▶ [Work order 1]
Answer these questions from the summary of the paper on discrepancy detection in multilingual question answering. Mark each answer with its letter.
(a) How many stages does the MIND pipeline have?
(b) What kind of content do the authors first validate MIND on, and what is that content called?
(c) What dataset is named as a key contribution?
▶ [Work order 2] Write the next part of the summary of the paper on discrepancy detection in multilingual question answering, picking up after its final sentence.

--- Selected extract ---

Discrepancy Detection at the Data Level: Toward Consistent Multilingual Question Answering
Lorena Calvo-Bartolomé, Valérie Aldana, Karla Cantarero, Alonso Madroñal de Mesa, Jerónimo Arenas-García, Jordan Boyd-Graber
TL;DR
This work tackles the challenge of maintaining factual accuracy and cultural relevance in multilingual question answering. It introduces MIND, a data-level, four-stage pipeline that first aligns multilingual content through polylingual topic modeling, then generates anchor-based questions, retrieves semantically related evidence across languages by topic, and finally uses LLMs to generate grounded answers and detect discrepancies. The authors validate MIND on bilingual maternal health content (ROSIE) and generalize to controlled (FEVER-DPLACE-Q) and cross-domain (WIKI-EN-DE) datasets, showing it can surface both factual inconsistencies and cultural discrepancies. A key contribution is the ROSIE-MIND dataset, plus a comprehensive ablation study that demonstrates the value of topic-based retrieval and cross-language alignment while highlighting the ongoing need for human-in-the-loop verification to handle nuanced dissonances. Overall, the approach offers a practical path toward more culturally aware and consistent multilingual QA systems by surfacing, classifying, and contextualizing cross-language divergences prior to user interaction.

--- Extracted entries ---

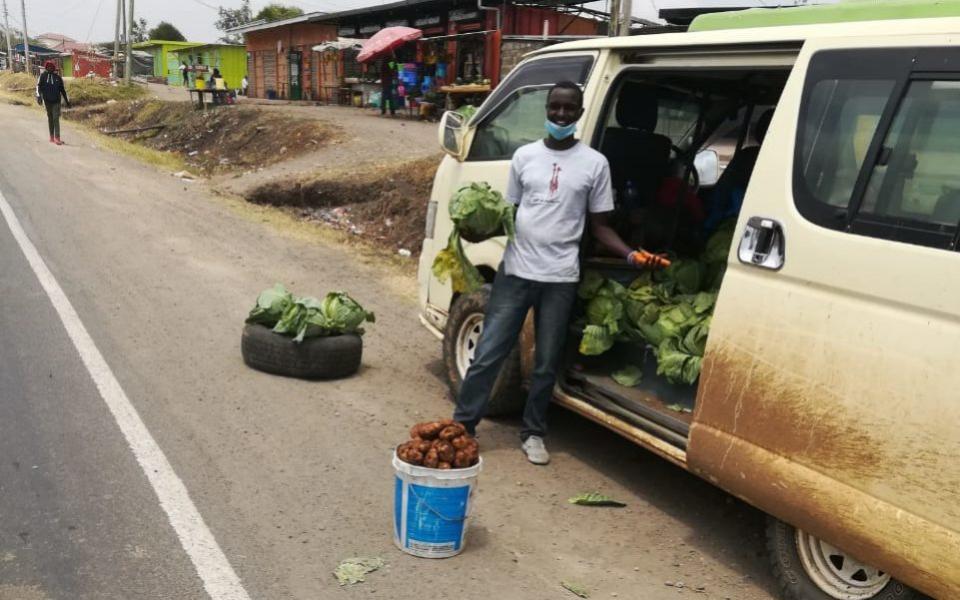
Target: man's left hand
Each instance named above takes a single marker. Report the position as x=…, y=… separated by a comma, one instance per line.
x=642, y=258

---
--- Extracted entries ---

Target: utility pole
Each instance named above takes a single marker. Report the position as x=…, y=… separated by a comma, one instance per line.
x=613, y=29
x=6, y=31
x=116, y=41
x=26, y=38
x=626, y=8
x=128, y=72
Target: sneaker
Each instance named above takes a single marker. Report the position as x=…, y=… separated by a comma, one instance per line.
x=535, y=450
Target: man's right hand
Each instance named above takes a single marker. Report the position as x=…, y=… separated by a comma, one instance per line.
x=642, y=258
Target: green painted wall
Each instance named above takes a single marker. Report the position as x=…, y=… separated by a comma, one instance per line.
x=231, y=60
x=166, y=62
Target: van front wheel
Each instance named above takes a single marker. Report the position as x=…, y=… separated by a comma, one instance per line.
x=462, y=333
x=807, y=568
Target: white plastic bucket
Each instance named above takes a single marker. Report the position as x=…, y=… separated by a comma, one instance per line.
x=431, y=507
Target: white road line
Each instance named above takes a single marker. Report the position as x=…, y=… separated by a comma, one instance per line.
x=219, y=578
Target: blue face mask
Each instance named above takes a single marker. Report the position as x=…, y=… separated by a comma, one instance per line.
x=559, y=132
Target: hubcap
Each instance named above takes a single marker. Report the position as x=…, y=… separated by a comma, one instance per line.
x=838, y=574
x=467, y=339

---

▶ [Output 1]
(a) Four.
(b) Bilingual maternal health content, called ROSIE.
(c) The ROSIE-MIND dataset.

▶ [Output 2]
Abstract
Multilingual question answering (QA) systems must ensure factual consistency across languages, especially for objective queries such as What is jaundice?, while also accounting for cultural variation in subjective responses. We propose MIND, a user-in-the-loop fact-checking pipeline to detect factual and cultural discrepancies in multilingual QA knowledge bases. MIND highlights divergent answers to culturally sensitive questions (e.g., Who assists in childbirth?) that vary by region and context. We evaluate MIND on a bilingual QA system in the maternal and infant health domain and release a dataset of bilingual questions annotated for factual and cultural inconsistencies. We further test MIND on datasets from other domains to assess generalization. In all cases, MIND reliably identifies inconsistencies, supporting the development of more culturally aware and factually consistent QA systems.